JOB 1: State whether each statement below agrees with the passage on the Mars rovers, answering yes or no and quoting the deciding words of the passage: (a) The duration record held by the Viking 1 Lander was six years and 116 days. (b) Spirit began working on Mars after Opportunity did. (c) The rovers were designed for a mission of 90 days on the surface of Mars.

DOCUMENT SECTION:
- - -

PASADENA, Calif. -- NASA's Mars Exploration Rover Project will pass a historic Martian longevity record on Thursday, May 20. The Opportunity rover will surpass the duration record set by NASA's Viking 1 Lander of six years and 116 days operating on the surface of Mars. The effects of favorable weather on the red planet could also help the rovers generate more power.

Opportunity's twin rover, Spirit, began working on Mars three weeks before Opportunity. However, Spirit has been out of communication since March 22. If it awakens from hibernation and resumes communication, that rover will attain the Martian surface longevity record.

Spirit's hibernation was anticipated, based on energy forecasts, as the amount of sunshine hitting the robot's solar panels declined during autumn on Mars' southern hemisphere. Unfortunately, mobility problems prevented rover operators from positioning Spirit with a favorable tilt toward the north, as during the first three winters it experienced. The rovers' fourth winter solstice, the day of the Martian year with the least sunshine at their locations, was Wednesday, May 12.

"Opportunity, and likely Spirit, surpassing the Viking Lander 1 longevity record is truly remarkable, considering these rovers were designed for only a 90-day mission on the surface of Mars," Callas said. "Passing the solstice means we're over the hump for the cold, dark, winter season."

Unless dust interferes, which is unlikely in the coming months, the solar panels on both rovers should gradually generate more electricity. Operators hope that Spirit will recharge its batteries enough to awaken from hibernation, start communicating and resume science tasks.

- - -

JOB 2: Return every line of the records that contains the word "brown". Case counts.

EXERCISE INPUTS:
- - -

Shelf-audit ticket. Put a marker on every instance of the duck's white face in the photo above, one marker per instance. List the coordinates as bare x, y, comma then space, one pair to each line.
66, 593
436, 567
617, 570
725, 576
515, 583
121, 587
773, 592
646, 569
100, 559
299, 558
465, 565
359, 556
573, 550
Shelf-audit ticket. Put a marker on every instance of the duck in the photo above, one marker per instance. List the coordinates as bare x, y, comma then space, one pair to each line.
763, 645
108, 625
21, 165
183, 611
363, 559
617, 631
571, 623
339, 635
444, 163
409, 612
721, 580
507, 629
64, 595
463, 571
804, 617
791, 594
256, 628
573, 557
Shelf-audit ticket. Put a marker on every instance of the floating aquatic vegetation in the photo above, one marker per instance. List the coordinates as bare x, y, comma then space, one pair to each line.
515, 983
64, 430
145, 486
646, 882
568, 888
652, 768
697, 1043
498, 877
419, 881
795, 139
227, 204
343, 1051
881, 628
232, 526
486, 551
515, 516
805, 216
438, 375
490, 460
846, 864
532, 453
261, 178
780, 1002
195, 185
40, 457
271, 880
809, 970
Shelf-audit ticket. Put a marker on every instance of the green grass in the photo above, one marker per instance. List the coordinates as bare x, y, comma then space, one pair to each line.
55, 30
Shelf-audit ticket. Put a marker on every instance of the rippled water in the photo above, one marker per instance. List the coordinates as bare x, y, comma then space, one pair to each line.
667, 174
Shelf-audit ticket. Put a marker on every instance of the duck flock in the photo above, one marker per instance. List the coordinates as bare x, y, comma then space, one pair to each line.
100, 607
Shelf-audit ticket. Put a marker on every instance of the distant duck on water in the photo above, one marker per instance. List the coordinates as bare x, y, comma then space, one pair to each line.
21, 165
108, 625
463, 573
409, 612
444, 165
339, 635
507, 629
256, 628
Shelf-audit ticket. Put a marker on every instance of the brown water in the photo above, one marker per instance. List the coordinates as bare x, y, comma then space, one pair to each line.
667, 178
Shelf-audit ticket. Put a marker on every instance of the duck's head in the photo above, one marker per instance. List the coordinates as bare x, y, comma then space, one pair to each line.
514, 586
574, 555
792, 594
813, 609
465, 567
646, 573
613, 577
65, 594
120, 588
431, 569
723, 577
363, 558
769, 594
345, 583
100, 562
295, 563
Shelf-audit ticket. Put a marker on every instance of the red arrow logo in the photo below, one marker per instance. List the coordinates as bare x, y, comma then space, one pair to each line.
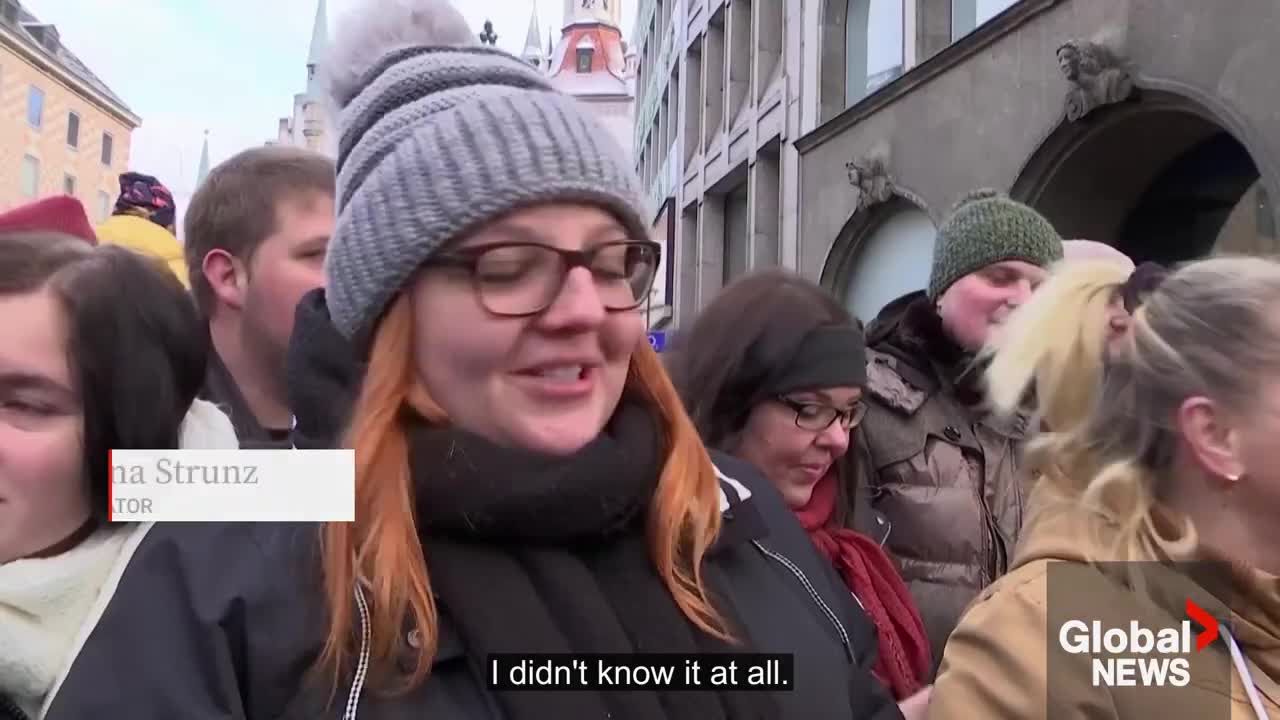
1206, 620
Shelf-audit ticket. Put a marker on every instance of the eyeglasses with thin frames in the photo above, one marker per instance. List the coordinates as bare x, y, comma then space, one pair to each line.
817, 417
519, 279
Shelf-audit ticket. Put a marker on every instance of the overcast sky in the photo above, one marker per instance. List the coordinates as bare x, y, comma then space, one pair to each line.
231, 67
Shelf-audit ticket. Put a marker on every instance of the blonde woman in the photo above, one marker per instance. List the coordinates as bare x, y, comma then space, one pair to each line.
1156, 487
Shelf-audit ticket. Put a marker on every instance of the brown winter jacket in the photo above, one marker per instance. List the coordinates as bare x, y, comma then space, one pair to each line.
999, 661
942, 472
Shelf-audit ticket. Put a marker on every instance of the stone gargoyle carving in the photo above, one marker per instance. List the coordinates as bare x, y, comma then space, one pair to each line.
1097, 74
872, 180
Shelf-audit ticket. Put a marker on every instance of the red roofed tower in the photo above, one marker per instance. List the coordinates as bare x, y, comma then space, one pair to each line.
590, 63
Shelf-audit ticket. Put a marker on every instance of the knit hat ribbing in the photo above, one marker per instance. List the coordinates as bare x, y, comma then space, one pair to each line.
60, 213
988, 227
439, 139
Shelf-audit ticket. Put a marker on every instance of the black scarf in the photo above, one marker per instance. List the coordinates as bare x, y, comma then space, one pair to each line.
920, 337
531, 552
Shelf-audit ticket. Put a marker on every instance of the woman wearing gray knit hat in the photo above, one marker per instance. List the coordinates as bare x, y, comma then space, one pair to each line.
526, 478
942, 469
528, 481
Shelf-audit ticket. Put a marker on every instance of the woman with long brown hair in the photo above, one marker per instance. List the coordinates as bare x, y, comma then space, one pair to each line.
526, 479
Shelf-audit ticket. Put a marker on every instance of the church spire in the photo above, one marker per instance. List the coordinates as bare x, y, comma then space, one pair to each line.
319, 42
533, 54
202, 171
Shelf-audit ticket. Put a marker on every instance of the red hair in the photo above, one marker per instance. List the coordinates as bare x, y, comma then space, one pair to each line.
382, 550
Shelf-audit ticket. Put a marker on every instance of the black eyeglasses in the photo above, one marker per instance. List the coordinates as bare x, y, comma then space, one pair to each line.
817, 417
517, 279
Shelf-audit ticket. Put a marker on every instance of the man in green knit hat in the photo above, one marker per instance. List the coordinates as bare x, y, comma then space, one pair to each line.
936, 464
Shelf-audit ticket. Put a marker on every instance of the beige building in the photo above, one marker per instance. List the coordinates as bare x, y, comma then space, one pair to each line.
62, 130
311, 123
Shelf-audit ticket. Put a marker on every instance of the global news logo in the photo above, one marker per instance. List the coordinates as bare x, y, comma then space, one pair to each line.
1139, 656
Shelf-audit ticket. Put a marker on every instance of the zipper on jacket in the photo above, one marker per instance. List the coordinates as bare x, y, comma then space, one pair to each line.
9, 710
357, 684
817, 598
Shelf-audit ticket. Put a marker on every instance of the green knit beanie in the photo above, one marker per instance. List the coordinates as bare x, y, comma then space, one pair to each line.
987, 227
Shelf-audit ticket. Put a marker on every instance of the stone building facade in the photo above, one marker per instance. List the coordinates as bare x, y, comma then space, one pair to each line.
717, 109
1150, 126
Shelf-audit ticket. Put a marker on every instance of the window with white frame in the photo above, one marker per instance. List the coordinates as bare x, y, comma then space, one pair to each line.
968, 14
874, 33
30, 176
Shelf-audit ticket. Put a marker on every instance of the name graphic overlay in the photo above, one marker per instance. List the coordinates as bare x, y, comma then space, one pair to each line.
656, 671
232, 486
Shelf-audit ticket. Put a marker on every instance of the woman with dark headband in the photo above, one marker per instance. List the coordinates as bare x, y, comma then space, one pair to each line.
773, 373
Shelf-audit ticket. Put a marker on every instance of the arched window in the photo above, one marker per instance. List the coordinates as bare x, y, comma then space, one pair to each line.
894, 259
968, 14
873, 45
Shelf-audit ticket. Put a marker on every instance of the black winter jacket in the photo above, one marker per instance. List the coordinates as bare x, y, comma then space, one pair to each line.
220, 621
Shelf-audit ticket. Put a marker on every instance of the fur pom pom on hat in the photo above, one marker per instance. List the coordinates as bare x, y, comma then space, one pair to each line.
439, 135
987, 227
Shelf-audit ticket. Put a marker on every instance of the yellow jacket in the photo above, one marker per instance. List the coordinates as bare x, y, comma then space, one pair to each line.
141, 235
999, 662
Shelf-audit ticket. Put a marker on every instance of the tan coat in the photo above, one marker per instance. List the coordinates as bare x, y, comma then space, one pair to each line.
999, 662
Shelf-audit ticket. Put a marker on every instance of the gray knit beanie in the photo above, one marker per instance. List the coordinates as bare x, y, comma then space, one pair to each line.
987, 227
439, 135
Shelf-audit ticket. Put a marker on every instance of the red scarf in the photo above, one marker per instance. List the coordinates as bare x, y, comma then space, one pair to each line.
904, 661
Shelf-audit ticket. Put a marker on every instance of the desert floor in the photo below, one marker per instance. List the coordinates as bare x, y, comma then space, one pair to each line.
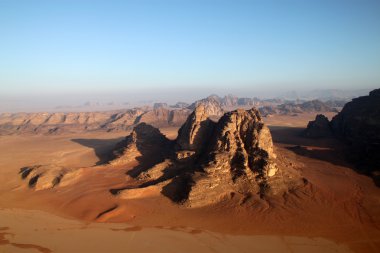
339, 213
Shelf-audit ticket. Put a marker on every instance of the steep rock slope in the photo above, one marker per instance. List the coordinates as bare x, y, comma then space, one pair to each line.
209, 162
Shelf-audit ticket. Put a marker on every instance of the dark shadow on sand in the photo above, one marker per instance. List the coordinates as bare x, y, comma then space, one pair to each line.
102, 147
325, 149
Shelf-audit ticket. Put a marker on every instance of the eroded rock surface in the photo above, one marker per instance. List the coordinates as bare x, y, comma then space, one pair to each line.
318, 128
209, 161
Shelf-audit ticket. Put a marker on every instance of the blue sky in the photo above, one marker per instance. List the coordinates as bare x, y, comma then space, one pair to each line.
74, 47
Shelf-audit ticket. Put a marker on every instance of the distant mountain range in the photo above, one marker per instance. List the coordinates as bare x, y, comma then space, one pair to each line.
158, 115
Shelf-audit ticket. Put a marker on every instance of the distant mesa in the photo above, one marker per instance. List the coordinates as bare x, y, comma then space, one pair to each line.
358, 125
160, 115
294, 108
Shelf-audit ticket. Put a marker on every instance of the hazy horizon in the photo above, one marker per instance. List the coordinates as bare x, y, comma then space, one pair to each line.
64, 53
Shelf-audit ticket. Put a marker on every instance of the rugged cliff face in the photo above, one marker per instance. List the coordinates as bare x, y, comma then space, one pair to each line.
240, 159
320, 127
209, 162
358, 125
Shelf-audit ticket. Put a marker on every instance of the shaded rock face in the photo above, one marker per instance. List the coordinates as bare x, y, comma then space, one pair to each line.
318, 128
146, 144
208, 162
240, 159
196, 131
211, 106
358, 124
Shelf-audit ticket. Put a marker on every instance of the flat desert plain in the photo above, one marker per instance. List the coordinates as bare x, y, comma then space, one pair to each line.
339, 212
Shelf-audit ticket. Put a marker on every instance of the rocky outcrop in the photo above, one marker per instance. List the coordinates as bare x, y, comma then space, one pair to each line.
358, 124
196, 131
209, 162
240, 159
145, 141
211, 106
319, 128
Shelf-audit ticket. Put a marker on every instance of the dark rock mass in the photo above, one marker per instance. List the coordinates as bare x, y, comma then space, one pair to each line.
318, 128
358, 124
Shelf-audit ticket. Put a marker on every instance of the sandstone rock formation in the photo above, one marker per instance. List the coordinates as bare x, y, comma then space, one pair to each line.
209, 162
358, 125
196, 130
318, 128
211, 105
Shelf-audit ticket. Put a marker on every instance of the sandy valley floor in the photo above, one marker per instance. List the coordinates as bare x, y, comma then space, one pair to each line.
341, 212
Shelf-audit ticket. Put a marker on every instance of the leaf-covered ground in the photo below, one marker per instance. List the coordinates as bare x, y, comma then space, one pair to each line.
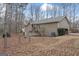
17, 45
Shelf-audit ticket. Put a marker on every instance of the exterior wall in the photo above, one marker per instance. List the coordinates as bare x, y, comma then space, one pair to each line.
63, 24
48, 28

- - -

EXERCISE RESULT 1:
(a) Yes: "the duration record set by NASA's Viking 1 Lander of six years and 116 days operating on the surface of Mars"
(b) No: "Spirit, began working on Mars three weeks before Opportunity"
(c) Yes: "these rovers were designed for only a 90-day mission on the surface of Mars"

EXERCISE RESULT 2:
Shelf-audit ticket. Put a marker on every instance of the brown water in the photo above, one marker per instance. List the coordinates as bare x, y, comma then space, one pair to each line.
Shelf-audit ticket. Put a marker on every instance of the brown winter jacket in the photo above, one marker per instance. List the coordinates as bare x, y, comma then space, one pair to each line.
Shelf-audit ticket. Put a marker on every instance of the woman with long brown hair in the photo above, one marker per instance. List the coordinates as bare x, y, comma then space, one pair to each line.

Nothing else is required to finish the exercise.